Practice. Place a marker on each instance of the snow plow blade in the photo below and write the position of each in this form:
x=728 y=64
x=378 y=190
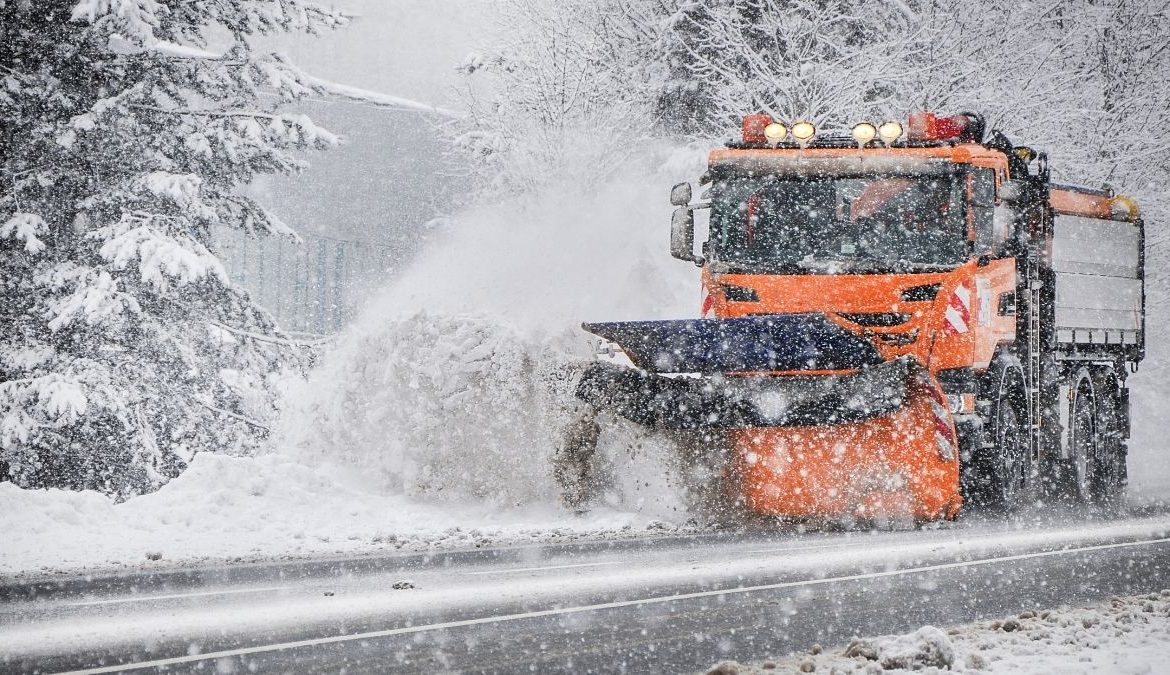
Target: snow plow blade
x=766 y=343
x=874 y=441
x=725 y=403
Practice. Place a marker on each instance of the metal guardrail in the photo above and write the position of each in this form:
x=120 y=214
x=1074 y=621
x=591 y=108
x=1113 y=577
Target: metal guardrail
x=314 y=287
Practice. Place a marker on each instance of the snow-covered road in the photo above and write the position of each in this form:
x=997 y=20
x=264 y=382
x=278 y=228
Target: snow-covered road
x=663 y=604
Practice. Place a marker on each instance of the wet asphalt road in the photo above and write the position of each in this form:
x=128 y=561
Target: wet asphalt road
x=662 y=605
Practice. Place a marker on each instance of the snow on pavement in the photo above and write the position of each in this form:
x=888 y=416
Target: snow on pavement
x=1123 y=635
x=225 y=509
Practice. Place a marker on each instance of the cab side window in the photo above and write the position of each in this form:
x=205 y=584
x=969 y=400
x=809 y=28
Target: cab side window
x=983 y=207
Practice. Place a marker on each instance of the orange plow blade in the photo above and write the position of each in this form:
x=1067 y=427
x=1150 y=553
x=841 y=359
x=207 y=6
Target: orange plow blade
x=903 y=465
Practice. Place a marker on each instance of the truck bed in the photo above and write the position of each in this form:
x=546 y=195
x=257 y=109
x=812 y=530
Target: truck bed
x=1098 y=264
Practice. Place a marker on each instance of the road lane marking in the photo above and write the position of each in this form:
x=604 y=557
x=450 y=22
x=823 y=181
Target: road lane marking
x=545 y=567
x=614 y=605
x=173 y=596
x=783 y=550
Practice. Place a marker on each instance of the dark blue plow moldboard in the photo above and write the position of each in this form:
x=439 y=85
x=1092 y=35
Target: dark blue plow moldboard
x=784 y=342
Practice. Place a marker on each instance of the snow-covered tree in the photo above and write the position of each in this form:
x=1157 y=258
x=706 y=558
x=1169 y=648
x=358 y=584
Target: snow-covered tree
x=563 y=91
x=124 y=139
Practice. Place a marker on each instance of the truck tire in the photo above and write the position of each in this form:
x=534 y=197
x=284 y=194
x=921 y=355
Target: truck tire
x=1010 y=463
x=1082 y=438
x=1107 y=487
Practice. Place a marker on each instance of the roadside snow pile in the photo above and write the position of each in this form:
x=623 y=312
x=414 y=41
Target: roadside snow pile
x=444 y=406
x=456 y=383
x=229 y=509
x=1124 y=635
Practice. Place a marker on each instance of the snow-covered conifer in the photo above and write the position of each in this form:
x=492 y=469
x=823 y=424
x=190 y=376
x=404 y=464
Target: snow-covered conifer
x=124 y=139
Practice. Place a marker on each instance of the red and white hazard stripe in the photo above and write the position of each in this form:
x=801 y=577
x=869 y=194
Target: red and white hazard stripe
x=957 y=315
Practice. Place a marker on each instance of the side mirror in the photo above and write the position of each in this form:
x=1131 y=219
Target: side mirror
x=1011 y=191
x=682 y=233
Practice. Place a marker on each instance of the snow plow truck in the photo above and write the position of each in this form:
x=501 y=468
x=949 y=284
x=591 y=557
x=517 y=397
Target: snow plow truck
x=895 y=321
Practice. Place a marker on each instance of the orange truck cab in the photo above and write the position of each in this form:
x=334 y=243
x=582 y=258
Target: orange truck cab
x=894 y=319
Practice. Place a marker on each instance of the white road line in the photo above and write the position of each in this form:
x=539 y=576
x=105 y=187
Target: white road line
x=785 y=549
x=653 y=600
x=544 y=567
x=174 y=596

----

Retype only the lines running from the line with "Target: snow-covered conifer" to the end of the listing, including both of those lines.

Target: snow-covered conifer
x=124 y=139
Practice. Place a marker on each instance of the red and white hazard stripe in the photo above and write the position of each in this form:
x=801 y=577
x=869 y=194
Target: red and white hazard stripe
x=957 y=315
Practice. Place a marker on each instance of the side mirror in the photo above and write the position of each in this form:
x=1131 y=219
Target: side mirror
x=1011 y=191
x=682 y=233
Practice. Place a marker on each instance of the snow plow truck in the photo above and write the position of each in this form:
x=501 y=468
x=949 y=284
x=591 y=557
x=517 y=397
Target: snow plow truck
x=895 y=321
Practice. Place a marker on each instance of the orange truck cab in the photo above and write the position of each in this form:
x=334 y=243
x=582 y=258
Target: orange truck cab
x=894 y=319
Practice. Place a marker on each instance of the white road line in the photo above and write the position of each in this form:
x=539 y=576
x=105 y=187
Target: white road line
x=785 y=549
x=653 y=600
x=544 y=567
x=174 y=596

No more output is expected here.